** GIVEN PASSAGE **
· · · · · · ·

Physical characteristics
- Source: Mugalzhar
- • coordinates: 48°22′22″N 59°04′40″E﻿ / ﻿48.37278°N 59.07778°E
- Mouth: Tebez
- • coordinates: 48°11′56″N 59°39′43″E﻿ / ﻿48.19889°N 59.66194°E
- • elevation: 167 m (548 ft)
- Length: 73 km (45 mi)
- Basin size: 1,670 km^{2} (640 sq mi)
- • average: 0.5 m^{3}/s (18 cu ft/s)

= Bolgasyn =

River in Kazakhstan

The Bolgasyn (Болғасын) is a river in Shalkar District, Aktobe Region, Kazakhstan. It is 73 km long and has a catchment area of 1670 km2.

The river is part of the Shalkar Basin. In the spring the Bolgasyn is used to water local livestock.

· · · · · · ·

** RECORD EXTRACTS **

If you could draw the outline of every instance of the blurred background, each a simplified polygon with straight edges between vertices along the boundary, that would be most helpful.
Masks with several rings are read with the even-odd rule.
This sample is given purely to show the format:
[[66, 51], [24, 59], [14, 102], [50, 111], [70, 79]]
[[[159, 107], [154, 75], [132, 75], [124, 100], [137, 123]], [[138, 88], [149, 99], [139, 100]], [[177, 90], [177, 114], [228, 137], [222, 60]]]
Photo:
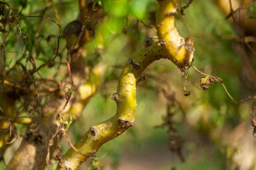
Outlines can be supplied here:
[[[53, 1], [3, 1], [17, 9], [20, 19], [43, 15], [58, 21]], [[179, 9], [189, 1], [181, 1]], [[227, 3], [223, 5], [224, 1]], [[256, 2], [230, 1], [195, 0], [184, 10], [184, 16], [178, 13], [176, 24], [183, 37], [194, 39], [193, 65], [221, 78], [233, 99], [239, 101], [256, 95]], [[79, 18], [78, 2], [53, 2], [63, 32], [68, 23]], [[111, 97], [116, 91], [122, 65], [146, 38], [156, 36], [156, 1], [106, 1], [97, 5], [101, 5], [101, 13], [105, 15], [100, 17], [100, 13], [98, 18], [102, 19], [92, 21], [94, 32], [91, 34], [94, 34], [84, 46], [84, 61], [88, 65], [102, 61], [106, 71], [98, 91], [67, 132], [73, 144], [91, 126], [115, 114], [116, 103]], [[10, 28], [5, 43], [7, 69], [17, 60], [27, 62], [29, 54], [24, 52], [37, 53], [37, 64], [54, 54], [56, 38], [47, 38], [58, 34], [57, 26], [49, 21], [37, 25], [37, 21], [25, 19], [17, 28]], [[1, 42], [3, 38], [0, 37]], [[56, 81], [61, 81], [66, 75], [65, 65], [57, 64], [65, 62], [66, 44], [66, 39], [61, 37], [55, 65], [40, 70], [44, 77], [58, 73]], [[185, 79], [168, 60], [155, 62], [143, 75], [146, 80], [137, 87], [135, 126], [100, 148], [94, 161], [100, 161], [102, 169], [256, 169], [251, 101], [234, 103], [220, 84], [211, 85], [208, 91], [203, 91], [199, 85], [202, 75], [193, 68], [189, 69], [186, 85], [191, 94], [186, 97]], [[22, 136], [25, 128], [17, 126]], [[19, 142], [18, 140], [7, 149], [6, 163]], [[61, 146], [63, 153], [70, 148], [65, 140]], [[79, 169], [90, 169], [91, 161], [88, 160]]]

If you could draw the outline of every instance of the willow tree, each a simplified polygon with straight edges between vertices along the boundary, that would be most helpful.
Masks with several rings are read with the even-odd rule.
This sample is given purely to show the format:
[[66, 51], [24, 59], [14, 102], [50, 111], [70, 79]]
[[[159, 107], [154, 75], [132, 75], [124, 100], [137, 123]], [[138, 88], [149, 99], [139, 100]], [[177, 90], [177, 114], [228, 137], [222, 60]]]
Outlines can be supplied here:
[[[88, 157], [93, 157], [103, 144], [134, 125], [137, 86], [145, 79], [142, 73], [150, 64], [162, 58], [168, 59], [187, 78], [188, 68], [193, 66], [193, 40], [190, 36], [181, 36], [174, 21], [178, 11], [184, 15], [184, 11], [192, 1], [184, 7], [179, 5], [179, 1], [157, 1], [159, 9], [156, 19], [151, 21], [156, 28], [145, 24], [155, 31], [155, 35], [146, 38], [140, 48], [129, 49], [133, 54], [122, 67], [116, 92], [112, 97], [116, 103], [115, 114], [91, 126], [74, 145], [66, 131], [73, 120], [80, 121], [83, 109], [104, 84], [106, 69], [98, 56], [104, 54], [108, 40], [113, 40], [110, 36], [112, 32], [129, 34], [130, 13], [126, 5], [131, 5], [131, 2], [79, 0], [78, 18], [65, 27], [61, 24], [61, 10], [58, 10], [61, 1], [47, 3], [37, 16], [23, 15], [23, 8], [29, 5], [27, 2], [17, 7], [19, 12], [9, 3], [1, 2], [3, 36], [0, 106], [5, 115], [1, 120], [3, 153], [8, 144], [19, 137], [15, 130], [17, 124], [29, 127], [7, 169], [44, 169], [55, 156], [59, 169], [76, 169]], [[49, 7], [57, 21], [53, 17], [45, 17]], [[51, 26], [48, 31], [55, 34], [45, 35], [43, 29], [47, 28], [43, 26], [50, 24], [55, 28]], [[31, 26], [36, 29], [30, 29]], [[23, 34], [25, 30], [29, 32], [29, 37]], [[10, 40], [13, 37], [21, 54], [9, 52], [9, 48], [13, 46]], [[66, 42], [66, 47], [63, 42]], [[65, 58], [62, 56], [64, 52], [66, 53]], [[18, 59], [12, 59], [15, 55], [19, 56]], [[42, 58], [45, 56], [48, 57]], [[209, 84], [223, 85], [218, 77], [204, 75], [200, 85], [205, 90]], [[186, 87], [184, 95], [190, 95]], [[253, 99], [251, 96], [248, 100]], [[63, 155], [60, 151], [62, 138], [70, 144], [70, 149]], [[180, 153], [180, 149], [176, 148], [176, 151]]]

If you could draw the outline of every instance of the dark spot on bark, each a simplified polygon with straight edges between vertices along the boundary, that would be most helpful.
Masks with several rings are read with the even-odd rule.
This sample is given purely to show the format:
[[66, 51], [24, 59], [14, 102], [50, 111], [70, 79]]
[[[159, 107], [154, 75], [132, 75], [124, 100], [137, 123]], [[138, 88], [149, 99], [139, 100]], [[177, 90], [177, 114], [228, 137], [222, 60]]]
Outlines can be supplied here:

· · · · · · ·

** WHAT YOU WILL DO **
a - In the passage on the Bolgasyn river, swap "Mugalzhar" for "Mugodzhar Hills" and rewrite everything from "Physical characteristics" down to "(640 sq mi)".
b - According to the passage on the Bolgasyn river, what is the river used for in the spring?
c - What comes next in the passage on the Bolgasyn river? Write a continuation of it.

** ANSWERS BY ITEM **
a -
Physical characteristics
- Source: Mugodzhar Hills
- • coordinates: 48°22′22″N 59°04′40″E﻿ / ﻿48.37278°N 59.07778°E
- Mouth: Tebez
- • coordinates: 48°11′56″N 59°39′43″E﻿ / ﻿48.19889°N 59.66194°E
- • elevation: 167 m (548 ft)
- Length: 73 km (45 mi)
- Basin size: 1,670 km^{2} (640 sq mi)

b - Watering local livestock.

c -
== Course ==
The Bolgasyn has its sources in the Shagyray Plateau, part of the southern sector of the Mugalzhar Hills. It heads first southeastwards, parallel to the upper course of the Kauylzhyr river that flows a little to the south, to the northwest of lake Shalkar. In its middle course the river bends eastwards and in its final stretch it bends northeastwards, entering lake Tebez from the southwest.

The Bolgasyn usually reaches its highest level for a few weeks in March and April when the snows melt. By May it splits into separate ponds and then dries up completely even before the summer. Its floodplain has 38 small tributaries with a total length of 10 km.